Lavorare 12 ore al giorno, spesso per 7 ore e con degli stipendi irrisori. Non accade in Cina, ma in Italia, più precisamente a Prato dove il 6 ottobre scorso è iniziato uno sciopero a oltranza nel distretto tessile della città, uno dei più grandi d’Europa e simbolo del Made in Italy.
Il blocco, organizzato dal sindacato Sudd Cobas Prato-Firenze, ha coinvolto diverse aziende a conduzione cinese, dove i lavoratori denunciano condizioni di sfruttamento estremo. Gli operai sono costretti a turni massacranti, spesso di 12 ore al giorno per 7 giorni alla settimana, senza giorni di riposo e con salari molto al di sotto della media.
Il loro grido solleva profonde questioni di ingiustizia sociale e mancanza di diritti fondamentali sul lavoro in un ambiente che nel resto del Paese, fino a domenica, veniva considerato il luogo della produzione “sostenibile” e “green”.

Quesito 1 -
Rispondi a queste domande sul testo dedicato allo sciopero di Prato.
(a) In quale data è iniziato lo sciopero?
(b) Quale sindacato ha organizzato il blocco?
(c) Come veniva considerato quell'ambiente nel resto del Paese, fino a domenica?
Quesito 2 -
Nel testo sullo sciopero di Prato, riscrivi tutto da "Il blocco, organizzato" giù fino a "sotto della media.", sostituendo "turni massacranti" con "orari estenuanti".
Quesito 3 -
Secondo la frase del testo sullo sciopero di Prato che comincia con "Gli operai sono costretti", a quali condizioni di lavoro sono sottoposti gli operai? Elencale tutte.

(Dati delle maschere di segmentazione)
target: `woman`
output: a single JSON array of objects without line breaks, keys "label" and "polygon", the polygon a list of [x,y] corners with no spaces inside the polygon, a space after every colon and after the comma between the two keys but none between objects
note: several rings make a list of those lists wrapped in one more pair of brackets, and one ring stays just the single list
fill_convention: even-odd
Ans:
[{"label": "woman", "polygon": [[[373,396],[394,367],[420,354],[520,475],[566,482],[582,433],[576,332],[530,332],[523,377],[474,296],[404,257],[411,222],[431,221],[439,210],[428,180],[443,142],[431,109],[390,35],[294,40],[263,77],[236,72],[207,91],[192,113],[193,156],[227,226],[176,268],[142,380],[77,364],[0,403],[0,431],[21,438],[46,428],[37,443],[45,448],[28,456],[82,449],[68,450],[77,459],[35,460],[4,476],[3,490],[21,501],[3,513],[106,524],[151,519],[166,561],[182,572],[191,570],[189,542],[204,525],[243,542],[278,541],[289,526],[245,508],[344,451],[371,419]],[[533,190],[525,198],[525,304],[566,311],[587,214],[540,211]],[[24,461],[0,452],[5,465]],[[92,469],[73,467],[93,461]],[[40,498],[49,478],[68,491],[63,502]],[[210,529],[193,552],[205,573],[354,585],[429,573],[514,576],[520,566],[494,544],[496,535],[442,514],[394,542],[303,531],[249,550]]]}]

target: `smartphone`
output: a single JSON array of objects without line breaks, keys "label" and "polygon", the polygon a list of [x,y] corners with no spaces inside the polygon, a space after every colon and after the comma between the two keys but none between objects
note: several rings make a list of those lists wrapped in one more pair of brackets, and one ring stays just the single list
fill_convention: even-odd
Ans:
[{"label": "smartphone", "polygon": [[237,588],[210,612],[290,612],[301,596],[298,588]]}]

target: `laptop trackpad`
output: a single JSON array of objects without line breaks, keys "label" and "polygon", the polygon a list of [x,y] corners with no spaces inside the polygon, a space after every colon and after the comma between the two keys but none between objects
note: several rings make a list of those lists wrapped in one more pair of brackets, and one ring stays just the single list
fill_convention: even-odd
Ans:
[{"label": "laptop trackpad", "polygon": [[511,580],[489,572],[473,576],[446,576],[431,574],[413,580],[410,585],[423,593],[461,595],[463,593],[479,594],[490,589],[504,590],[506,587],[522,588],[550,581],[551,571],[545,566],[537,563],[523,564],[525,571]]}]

Risposta 1 -
(a) Il 6 ottobre.
(b) Il sindacato Sudd Cobas Prato-Firenze.
(c) Come il luogo della produzione "sostenibile" e "green".

Risposta 2 -
Il blocco, organizzato dal sindacato Sudd Cobas Prato-Firenze, ha coinvolto diverse aziende a conduzione cinese, dove i lavoratori denunciano condizioni di sfruttamento estremo. Gli operai sono costretti a orari estenuanti, spesso di 12 ore al giorno per 7 giorni alla settimana, senza giorni di riposo e con salari molto al di sotto della media.

Risposta 3 -
- turni massacranti, spesso di 12 ore al giorno per 7 giorni alla settimana
- nessun giorno di riposo
- salari molto al di sotto della media